[[ TEXT UNDER STUDY open ]]

From Gattaca to GINA: Use of genetic information in workplace is problematic

If there is one thing that is universal about the entertainment world, it’s that it makes us all feel inadequate. Yes, with the airbrushed photos and the digital editing techniques, the stars and starlets who grace the covers of magazines and show up on the big screen all seem to have something (or multiple things) that we regular folk just don’t. I’d even bet most of the beautiful people look better rolling out of bed in the morning than I do on my best day.   GeneticEngineering

It’s true that in certain ways we are not all created equal. Each of us has our own genetic make-up, which is little more than the pooling of the genes—both good and bad—from our parents, and their parents, and so on. The combination of these genes determines things like our height, athletic ability, and our predisposition to certain medical conditions such as cancer.

If you’ve ever wished to be a little bit taller or to be a baller—and if you got that Skee-Lo reference—you might remember the 1997 Sci-Fi drama Gattaca staring Ethan Hawke and Uma Thurman. The film depicts a society in which “improved” children are conceived through genetic manipulation, creating a society divided into two social classes—the “valids” and the “invalids”—based on each person’s DNA. The plot line follows the struggles of Vincent Freeman (played by Hawke) to overcome the imperfections of his natural birth and achieve his dream of becoming an astronaut. The film also shows the potential horrors of a dystopian society in which people are discriminated against based on their genetic makeup.

[[ TEXT UNDER STUDY closed ]]
[[ INFORMATION SHOWN open ]]

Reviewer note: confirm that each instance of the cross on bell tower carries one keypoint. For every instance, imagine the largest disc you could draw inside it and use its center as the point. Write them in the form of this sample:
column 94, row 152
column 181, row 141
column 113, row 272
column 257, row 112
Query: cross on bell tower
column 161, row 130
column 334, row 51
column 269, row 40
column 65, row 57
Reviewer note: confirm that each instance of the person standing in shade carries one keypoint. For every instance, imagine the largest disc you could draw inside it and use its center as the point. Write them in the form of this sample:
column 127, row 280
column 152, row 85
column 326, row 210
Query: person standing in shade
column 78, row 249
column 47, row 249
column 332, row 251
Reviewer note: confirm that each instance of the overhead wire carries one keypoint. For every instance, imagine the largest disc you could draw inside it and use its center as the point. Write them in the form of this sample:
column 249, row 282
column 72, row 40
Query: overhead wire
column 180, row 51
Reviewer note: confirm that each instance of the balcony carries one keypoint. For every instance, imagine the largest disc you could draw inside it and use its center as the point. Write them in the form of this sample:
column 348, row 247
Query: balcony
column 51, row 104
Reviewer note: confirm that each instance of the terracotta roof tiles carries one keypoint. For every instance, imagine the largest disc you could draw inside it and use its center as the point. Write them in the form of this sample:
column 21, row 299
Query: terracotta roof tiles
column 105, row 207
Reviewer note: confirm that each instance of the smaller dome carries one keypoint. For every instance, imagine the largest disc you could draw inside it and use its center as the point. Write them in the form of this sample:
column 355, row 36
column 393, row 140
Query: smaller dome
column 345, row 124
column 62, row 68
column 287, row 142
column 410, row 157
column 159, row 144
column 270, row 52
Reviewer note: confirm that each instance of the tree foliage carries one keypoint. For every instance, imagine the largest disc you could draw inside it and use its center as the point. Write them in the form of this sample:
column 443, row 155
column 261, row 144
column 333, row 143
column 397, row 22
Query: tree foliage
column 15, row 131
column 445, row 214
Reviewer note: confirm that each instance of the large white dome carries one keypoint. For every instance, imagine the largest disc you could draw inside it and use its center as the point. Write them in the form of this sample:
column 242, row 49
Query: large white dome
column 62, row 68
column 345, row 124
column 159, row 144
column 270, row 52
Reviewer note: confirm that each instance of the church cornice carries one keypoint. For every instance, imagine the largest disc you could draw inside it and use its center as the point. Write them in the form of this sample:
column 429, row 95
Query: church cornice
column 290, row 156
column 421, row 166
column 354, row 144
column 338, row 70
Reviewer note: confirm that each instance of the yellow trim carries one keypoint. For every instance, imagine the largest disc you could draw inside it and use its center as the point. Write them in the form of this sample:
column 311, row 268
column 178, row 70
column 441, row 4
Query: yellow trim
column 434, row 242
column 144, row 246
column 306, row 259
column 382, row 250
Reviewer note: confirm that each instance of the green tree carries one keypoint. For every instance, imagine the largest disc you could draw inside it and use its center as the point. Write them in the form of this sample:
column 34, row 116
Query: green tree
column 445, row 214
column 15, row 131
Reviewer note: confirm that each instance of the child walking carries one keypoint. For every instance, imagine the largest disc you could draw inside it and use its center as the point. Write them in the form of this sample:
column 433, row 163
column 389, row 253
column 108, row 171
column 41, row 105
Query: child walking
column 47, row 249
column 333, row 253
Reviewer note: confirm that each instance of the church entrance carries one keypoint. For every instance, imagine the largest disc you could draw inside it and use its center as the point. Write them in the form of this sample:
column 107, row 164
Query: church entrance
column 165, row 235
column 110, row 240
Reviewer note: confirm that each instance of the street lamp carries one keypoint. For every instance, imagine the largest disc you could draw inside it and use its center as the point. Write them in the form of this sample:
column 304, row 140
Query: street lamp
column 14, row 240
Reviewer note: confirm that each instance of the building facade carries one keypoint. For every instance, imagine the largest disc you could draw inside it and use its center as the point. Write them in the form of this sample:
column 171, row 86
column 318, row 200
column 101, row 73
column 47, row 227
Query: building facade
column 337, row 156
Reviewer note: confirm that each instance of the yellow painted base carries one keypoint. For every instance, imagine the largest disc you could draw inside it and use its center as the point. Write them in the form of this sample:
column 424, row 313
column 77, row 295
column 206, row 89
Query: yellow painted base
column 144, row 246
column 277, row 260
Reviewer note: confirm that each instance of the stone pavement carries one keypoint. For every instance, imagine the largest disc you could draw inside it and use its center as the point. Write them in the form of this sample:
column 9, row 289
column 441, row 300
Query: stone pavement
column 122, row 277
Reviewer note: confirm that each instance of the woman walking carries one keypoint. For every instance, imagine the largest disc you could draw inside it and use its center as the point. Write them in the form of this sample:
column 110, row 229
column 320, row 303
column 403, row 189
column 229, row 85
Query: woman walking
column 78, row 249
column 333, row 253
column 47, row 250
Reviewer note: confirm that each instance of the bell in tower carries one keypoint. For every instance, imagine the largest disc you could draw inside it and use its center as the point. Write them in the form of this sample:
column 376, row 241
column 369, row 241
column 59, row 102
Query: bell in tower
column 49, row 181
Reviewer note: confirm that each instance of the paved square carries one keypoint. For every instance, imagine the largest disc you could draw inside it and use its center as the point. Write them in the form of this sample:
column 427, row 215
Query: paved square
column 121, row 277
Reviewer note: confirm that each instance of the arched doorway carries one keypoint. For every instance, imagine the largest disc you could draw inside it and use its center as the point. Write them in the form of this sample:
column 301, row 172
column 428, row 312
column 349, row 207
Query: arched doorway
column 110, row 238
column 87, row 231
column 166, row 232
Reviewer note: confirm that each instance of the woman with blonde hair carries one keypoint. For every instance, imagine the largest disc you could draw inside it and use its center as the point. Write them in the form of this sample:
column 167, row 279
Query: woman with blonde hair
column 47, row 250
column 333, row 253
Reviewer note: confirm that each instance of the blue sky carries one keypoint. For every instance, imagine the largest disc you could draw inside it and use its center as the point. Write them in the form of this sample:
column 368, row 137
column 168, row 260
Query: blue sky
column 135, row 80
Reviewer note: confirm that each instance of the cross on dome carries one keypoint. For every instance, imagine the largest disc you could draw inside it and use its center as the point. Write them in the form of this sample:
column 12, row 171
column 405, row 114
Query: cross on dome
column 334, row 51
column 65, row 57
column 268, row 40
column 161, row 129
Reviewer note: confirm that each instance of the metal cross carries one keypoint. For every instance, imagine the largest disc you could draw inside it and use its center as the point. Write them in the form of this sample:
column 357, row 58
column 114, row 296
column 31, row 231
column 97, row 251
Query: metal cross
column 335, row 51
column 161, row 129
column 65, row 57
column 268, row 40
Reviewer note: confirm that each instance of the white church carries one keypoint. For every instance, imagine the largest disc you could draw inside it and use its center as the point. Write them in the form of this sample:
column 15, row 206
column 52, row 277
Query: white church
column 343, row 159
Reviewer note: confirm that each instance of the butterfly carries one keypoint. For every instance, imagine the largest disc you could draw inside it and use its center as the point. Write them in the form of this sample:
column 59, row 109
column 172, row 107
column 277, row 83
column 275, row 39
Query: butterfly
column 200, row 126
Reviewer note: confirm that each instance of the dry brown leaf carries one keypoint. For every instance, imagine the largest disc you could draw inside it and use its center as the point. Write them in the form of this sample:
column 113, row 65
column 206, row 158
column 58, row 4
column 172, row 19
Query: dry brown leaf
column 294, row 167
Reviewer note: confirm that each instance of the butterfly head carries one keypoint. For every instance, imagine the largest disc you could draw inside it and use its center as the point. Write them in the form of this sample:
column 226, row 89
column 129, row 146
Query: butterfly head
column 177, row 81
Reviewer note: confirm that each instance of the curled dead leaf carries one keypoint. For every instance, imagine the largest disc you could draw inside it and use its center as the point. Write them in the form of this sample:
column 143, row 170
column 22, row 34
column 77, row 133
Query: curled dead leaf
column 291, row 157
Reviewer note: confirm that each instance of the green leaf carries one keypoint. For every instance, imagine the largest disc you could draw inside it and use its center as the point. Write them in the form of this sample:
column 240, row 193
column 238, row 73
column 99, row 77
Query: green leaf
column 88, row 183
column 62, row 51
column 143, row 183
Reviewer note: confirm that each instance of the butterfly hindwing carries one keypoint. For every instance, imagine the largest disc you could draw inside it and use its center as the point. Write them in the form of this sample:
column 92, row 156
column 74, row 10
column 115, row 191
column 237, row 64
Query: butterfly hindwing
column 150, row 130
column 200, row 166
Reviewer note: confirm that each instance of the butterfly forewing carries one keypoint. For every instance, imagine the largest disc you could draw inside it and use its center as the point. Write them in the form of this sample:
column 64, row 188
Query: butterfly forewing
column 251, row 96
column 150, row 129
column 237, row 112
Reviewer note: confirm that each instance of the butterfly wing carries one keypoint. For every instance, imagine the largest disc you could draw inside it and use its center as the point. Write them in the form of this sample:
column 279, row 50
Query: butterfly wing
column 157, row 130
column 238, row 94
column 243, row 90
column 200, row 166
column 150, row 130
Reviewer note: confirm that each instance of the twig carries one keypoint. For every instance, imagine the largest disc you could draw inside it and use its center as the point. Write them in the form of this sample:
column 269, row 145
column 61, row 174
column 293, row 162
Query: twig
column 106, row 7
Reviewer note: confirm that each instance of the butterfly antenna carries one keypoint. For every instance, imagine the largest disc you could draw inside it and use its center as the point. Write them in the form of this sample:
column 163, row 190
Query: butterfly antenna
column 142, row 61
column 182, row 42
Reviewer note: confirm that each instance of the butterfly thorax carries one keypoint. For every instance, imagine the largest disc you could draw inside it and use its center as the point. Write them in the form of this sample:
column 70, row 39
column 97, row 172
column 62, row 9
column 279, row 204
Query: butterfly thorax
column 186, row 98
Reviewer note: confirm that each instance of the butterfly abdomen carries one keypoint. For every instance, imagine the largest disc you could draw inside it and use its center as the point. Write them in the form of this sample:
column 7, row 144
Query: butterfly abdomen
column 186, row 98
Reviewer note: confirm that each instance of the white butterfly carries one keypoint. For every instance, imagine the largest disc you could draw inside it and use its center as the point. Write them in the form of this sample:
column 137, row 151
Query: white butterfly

[[ INFORMATION SHOWN closed ]]

▶ [YOUR TASKS]
A. Transcribe the portion of the article on genetic information in the workplace from "It’s true that" to "such as cancer.".
B. Pick up the article on genetic information in the workplace after its last sentence and continue writing it.

▶ [EXERCISE ANSWERS]
A.
It’s true that in certain ways we are not all created equal. Each of us has our own genetic make-up, which is little more than the pooling of the genes—both good and bad—from our parents, and their parents, and so on. The combination of these genes determines things like our height, athletic ability, and our predisposition to certain medical conditions such as cancer.

B.
Eleven years after the release of Gattaca, Congress took steps to avoid life imitating art by passing the Genetic Information Nondiscrimination Act (GINA), which prohibits employers from requesting genetic information or making employment decisions based on an individual’s genetic information. GINA is the exception to the rule for laws of its kind in that in many ways it is ahead of its time. At the time of its enactment in 2008, and even still today, science has not reached the point to where employers readily have access to, or would know how to interpret, information relating to an employee or applicant’s genetic code.

But, for all of its far-flung, futuristic thinking, GINA also affects employer hiring practices in a very real and current way: family medical history. GINA strictly prohibits employers from requesting, receiving, or utilizing an individual’s family medical history in employment decisions. According to the Equal Employment Opportunity Commission (EEOC), family medical history is included in the list of impermissible information protected by GINA because it is often used to determine whether someone has an increased risk of getting a disease, disorder, or condition in the future. Other prohibited information requests include any question designed to elicit information about the manifestation of a disease or disorder in an individual’s family members as well as questions relating to an individual’s use of assisted reproductive technology or the individual’s participation in clinical research that includes genetic services by the individual or a family member of the individual.

Although GINA still only represents less than 1% of the total discrimination charges processed by the EEOC, the Commission is serious about enforcing GINA. No better example exists of the EEOC commitment than its recently announced settlement with a Corning, New York, nursing home operator over alleged GINA violations. In the underlying lawsuit, the EEOC alleged, among other things, that the nursing home operator requested family medical history as part of its post-offer, pre-employment medical exams of applicants—a clear no-no under GINA.

In the settlement, the nursing home operator agreed to pay a hefty sum in excess of $100,000 to resolve the GINA claims. It also agreed to revise its anti-discrimination policies to include specific references to genetic information discrimination, disability discrimination, and pregnancy discrimination laws, as well as to include a complaint and investigation procedure for employee complaints of discrimination. The employer will also provide anti-discrimination training to all of its employees.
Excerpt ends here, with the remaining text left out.